Assignment:
How would you translate this sentence from the passage below on Paleolithic ethics into Spanish: "Picking and choosing behaviour as the basis for an interspecies ethics seems to me arbitrary and unsustainable."

Chapter 2 is called 'Paleolithic Ethics', and discusses amongst other things the 'left Darwinian' tradition that balances out a sense of 'the natural world' as defined by tooth-and-claw competition with a sense that 'affective networks and social affinities' [61] are also motors of evolution. I don't suppose any Darwinian, left or right, would deny the evolutionary advantage of such strategies; the point surely is that they only work within the group, and provide a tenuous basis for an inter-species ethics. But Willett doesn't think so. She cites De Waal on kindness, Donna Haraway on an 'autre-ethics' and 'autre-mondalisation' (old fashioned utopianism?) and attempts to make an, I thought, unconvincing link between Bakhtin's 'carnivalesque' and what she calls 'carnivore play'. She claims: 'dogs laugh through a dry panting noise' [79] which I fear is simply not true. (Dogs pant through a dry panting noise, and so cool themselves down. This is not laughter in the way true of chimps, rats and humans). She's perfectly correct, of course, that carnivores do sometimes 'play': dogs roll over to expose tender bellies, play-bite and so on; but they do this in an intraspecies way that, when it includes humans, treats humans as other dogs. But carnivores also do rather less fluffy and playful things, including (interspecies-ially) ripping the throats out of prey and eating the dead bodies of their own. Picking and choosing behaviour as the basis for an interspecies ethics seems to me arbitrary and unsustainable.

Extracted entries:
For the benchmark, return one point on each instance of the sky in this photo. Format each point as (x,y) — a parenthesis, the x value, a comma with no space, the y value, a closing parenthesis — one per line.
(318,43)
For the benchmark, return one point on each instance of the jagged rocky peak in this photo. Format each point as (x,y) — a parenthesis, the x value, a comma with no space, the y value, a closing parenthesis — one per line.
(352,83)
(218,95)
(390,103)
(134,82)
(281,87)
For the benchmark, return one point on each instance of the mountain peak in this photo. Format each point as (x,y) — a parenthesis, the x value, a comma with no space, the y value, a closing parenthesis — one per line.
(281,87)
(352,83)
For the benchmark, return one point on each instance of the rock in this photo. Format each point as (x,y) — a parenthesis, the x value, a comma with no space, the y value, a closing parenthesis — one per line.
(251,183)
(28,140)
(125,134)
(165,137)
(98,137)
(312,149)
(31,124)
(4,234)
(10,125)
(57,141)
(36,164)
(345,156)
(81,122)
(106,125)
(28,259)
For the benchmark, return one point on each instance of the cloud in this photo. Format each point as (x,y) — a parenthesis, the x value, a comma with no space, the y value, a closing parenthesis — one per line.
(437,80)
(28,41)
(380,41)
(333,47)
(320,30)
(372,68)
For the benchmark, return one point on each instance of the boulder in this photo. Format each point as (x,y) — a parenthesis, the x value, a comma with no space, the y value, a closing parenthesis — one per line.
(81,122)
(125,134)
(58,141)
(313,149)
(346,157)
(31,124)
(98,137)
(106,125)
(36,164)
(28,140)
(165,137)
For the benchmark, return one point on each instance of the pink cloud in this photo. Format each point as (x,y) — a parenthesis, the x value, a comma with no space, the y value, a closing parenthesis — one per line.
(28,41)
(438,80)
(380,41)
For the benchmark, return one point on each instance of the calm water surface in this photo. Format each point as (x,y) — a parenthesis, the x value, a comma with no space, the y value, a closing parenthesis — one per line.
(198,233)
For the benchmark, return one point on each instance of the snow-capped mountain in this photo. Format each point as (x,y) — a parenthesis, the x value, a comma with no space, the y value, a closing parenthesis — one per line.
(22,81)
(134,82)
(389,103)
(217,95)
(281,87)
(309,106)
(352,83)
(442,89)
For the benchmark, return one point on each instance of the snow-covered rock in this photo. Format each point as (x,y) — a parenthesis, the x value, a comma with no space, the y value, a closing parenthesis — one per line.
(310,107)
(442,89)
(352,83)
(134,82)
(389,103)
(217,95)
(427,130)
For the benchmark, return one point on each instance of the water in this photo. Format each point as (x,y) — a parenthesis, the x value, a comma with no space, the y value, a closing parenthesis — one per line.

Exercise response:
Escoger a conveniencia ciertos comportamientos como base de una ética entre especies me parece arbitrario e insostenible.